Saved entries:
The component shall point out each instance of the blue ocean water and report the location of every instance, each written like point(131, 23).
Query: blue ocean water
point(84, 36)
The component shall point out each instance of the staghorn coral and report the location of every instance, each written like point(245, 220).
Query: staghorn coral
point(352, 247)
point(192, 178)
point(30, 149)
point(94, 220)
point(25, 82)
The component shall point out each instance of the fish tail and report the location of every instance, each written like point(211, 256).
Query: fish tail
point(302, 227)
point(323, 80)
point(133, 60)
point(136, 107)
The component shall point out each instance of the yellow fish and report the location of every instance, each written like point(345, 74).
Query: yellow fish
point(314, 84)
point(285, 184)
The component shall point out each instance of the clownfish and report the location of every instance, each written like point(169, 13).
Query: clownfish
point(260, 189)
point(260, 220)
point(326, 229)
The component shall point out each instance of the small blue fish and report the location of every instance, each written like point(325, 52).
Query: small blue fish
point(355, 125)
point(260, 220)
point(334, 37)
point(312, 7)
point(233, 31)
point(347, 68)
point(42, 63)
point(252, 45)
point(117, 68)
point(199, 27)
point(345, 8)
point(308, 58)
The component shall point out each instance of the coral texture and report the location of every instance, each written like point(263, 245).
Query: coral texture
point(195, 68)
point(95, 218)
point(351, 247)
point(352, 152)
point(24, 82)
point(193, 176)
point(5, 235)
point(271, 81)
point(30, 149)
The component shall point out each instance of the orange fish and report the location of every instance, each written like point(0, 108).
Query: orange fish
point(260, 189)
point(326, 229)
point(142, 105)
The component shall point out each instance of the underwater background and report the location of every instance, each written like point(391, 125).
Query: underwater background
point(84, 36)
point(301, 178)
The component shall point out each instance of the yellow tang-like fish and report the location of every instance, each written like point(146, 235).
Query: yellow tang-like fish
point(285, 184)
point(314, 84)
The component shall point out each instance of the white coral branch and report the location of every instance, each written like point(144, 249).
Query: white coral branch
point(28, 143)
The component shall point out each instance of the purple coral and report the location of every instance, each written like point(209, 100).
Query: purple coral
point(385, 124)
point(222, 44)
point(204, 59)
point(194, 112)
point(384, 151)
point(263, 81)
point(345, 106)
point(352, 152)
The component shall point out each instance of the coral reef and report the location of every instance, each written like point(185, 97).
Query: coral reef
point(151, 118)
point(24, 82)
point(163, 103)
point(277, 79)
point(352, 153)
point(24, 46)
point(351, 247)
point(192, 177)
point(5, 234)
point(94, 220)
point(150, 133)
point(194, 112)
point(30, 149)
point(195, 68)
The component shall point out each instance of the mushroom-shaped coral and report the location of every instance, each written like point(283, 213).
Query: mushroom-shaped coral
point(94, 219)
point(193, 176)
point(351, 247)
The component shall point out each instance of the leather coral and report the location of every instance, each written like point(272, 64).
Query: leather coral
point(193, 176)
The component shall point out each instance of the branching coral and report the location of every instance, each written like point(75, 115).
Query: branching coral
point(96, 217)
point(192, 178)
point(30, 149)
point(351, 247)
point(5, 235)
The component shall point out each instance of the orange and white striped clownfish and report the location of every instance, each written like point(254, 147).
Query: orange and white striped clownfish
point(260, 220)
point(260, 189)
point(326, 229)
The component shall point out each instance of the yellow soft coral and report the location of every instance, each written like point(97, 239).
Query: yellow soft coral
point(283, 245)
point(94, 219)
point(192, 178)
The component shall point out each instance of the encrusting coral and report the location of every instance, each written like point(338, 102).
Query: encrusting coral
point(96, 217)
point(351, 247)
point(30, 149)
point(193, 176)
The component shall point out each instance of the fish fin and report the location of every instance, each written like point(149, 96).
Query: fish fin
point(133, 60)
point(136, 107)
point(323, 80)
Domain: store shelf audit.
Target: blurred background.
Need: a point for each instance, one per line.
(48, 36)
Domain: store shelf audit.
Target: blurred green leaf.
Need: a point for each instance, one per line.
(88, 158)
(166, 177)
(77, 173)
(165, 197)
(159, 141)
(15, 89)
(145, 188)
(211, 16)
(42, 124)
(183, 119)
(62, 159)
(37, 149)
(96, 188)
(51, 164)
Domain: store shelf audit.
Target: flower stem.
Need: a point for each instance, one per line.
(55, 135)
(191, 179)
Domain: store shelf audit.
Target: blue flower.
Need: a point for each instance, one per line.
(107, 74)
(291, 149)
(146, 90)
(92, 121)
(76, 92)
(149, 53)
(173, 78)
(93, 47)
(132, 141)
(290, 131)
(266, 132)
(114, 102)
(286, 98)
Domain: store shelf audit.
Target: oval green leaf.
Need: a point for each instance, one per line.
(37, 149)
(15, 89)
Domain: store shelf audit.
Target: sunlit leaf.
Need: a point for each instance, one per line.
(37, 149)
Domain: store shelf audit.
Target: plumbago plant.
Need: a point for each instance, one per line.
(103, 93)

_Exercise_
"blurred" is the word to look for; copy every line of the data that has it.

_Solved exercise_
Target: blurred background.
Target: blurred green leaf.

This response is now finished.